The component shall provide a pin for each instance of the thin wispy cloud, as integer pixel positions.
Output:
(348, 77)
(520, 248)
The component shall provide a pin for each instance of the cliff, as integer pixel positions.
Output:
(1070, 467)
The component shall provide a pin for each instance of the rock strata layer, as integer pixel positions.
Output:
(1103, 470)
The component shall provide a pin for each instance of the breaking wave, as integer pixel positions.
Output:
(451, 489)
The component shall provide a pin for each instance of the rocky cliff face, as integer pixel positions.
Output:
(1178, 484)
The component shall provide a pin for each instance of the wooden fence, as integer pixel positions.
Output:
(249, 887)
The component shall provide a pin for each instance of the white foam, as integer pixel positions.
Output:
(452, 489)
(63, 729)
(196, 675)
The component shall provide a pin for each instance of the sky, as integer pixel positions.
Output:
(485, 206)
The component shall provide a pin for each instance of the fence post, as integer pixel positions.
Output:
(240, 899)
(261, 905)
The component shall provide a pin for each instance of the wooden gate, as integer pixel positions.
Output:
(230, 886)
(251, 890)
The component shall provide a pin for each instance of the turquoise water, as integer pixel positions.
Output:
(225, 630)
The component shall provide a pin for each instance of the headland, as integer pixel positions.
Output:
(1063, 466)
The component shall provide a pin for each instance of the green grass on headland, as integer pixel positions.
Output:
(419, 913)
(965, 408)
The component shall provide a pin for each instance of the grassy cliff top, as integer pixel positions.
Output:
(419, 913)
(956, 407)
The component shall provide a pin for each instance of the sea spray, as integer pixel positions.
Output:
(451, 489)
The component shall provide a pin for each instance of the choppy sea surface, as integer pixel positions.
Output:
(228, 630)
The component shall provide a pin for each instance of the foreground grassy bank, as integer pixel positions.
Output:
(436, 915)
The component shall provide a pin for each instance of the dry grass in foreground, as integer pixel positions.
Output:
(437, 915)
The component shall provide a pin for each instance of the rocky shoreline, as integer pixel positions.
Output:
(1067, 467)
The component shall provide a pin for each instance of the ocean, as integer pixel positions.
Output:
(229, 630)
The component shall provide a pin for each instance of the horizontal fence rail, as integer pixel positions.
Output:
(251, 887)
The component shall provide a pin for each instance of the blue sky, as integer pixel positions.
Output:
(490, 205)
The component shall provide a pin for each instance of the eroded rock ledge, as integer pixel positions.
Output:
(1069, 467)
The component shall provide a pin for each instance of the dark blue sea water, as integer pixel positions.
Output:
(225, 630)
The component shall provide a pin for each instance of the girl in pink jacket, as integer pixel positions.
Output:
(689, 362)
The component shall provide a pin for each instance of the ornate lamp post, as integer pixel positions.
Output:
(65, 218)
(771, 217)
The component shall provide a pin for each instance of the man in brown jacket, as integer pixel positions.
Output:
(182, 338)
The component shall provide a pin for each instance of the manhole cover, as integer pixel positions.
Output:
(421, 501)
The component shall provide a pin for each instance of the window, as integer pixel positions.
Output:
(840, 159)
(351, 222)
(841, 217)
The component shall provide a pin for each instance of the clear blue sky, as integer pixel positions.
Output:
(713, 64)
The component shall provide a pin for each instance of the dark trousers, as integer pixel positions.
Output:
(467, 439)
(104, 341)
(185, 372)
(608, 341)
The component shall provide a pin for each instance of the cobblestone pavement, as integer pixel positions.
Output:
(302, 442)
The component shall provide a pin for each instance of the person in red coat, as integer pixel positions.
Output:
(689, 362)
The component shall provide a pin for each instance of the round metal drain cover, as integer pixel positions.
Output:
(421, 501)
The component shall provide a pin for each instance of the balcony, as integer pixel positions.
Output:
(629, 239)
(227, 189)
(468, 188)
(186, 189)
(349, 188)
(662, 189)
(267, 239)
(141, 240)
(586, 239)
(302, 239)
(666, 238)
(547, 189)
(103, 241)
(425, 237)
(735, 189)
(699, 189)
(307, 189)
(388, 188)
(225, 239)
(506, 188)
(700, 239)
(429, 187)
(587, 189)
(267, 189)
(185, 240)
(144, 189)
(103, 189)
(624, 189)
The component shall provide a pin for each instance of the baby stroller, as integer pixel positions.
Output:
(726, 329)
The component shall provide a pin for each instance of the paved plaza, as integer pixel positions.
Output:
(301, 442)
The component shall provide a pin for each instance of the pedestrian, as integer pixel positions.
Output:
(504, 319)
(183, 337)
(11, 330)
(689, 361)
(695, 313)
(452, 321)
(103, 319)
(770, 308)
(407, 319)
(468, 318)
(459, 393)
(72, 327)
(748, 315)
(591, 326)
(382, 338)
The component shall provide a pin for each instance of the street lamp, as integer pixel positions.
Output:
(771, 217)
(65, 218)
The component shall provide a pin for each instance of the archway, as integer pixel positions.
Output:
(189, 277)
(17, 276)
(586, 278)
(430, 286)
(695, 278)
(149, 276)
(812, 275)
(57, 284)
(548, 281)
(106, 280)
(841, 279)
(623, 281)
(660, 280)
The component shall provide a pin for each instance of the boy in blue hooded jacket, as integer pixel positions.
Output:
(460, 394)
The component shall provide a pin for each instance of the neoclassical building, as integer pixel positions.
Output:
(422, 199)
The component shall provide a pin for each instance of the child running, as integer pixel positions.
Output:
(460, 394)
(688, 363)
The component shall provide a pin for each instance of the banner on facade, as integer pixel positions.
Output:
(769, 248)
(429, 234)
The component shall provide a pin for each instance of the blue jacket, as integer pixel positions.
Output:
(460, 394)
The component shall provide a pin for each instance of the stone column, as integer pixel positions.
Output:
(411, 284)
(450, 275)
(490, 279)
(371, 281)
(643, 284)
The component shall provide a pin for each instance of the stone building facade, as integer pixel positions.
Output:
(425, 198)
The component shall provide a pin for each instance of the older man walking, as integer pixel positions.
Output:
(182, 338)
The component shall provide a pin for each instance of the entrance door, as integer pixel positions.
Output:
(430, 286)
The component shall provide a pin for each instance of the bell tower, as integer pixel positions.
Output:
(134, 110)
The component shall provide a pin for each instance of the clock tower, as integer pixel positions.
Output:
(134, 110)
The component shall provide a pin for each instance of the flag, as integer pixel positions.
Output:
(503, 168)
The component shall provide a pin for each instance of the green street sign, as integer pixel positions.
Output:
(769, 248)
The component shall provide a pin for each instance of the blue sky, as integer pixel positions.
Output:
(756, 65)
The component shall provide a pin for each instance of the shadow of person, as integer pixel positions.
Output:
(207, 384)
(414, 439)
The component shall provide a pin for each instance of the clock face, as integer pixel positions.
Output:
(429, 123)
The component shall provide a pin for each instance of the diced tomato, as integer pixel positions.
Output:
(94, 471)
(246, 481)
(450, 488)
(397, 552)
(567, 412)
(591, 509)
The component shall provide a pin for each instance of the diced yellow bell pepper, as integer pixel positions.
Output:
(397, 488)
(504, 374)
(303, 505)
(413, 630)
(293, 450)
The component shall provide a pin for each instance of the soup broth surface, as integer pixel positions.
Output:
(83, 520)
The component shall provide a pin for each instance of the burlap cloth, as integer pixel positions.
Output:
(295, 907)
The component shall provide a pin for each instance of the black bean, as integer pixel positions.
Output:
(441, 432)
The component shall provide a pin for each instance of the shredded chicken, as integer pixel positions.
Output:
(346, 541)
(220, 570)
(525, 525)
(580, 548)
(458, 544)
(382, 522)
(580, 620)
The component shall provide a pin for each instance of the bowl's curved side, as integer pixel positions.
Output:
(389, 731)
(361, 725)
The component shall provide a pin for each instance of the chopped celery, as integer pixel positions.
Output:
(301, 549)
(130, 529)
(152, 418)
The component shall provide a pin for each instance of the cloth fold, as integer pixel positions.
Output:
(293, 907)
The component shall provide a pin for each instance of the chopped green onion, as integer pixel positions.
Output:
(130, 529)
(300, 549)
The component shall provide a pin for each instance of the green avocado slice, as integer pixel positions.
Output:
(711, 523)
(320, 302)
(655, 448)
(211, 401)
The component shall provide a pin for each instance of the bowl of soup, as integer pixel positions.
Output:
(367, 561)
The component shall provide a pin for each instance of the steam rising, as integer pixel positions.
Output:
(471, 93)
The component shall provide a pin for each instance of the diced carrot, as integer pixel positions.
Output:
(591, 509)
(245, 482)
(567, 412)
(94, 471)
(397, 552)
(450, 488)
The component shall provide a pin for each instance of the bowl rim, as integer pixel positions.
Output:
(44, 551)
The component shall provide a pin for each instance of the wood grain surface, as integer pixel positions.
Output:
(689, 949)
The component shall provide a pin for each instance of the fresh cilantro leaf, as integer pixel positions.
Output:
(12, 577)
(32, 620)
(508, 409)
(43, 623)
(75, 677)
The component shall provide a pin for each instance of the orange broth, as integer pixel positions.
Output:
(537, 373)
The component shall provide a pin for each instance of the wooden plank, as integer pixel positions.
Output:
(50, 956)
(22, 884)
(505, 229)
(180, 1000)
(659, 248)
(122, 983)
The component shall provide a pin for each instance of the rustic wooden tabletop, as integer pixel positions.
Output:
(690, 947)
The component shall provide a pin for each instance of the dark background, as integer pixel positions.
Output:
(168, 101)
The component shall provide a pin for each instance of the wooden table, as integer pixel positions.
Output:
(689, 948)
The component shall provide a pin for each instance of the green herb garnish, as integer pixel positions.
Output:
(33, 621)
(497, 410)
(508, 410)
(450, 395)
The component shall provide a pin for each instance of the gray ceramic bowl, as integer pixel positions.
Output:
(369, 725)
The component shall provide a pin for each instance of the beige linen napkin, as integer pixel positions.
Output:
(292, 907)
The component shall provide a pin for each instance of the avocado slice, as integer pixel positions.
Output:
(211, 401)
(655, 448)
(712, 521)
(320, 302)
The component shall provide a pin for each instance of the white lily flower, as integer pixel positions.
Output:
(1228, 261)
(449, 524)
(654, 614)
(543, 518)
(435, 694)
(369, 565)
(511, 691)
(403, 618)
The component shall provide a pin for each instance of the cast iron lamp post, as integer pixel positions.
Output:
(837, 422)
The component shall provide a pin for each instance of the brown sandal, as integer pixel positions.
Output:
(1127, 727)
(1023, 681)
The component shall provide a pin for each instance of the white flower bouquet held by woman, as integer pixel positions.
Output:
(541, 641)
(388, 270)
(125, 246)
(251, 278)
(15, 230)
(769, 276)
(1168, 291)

::::::::

Challenge => Print exactly the lines from the one with "table, as integer pixel positions." through the end of the data, inclusive.

Task result =>
The component shall provide a pin for each instance of the wooden table, as integer pixel positions.
Output:
(689, 948)
The component shall provide a pin for each instance of the green herb garnish, as integer pixel positions.
Output:
(33, 621)
(497, 410)
(508, 410)
(450, 395)
The component shall provide a pin for each instance of the gray ceramic bowl, as integer pixel positions.
Output:
(369, 725)
The component shall provide a pin for each instance of the beige linen napkin, as integer pixel positions.
Output:
(292, 907)
The component shall provide a pin for each instance of the avocado slice, as integer pixel positions.
Output:
(211, 401)
(655, 448)
(712, 521)
(320, 302)
The component shall provide a pin for each instance of the white lily flower, as integer pixel positions.
Output:
(1228, 261)
(449, 524)
(654, 614)
(543, 518)
(435, 694)
(369, 565)
(511, 691)
(403, 618)
The component shall provide a pin for each instance of the cast iron lamp post, as integer pixel positions.
Output:
(837, 422)
The component shall provide a pin for each instance of the brown sandal, as integer pixel positions.
Output:
(1127, 727)
(1023, 681)
The component shall provide a pin for each instance of the white flower bouquet held by woman, as integer pixel positions.
Output:
(541, 641)
(388, 270)
(125, 246)
(251, 278)
(15, 230)
(769, 276)
(1168, 291)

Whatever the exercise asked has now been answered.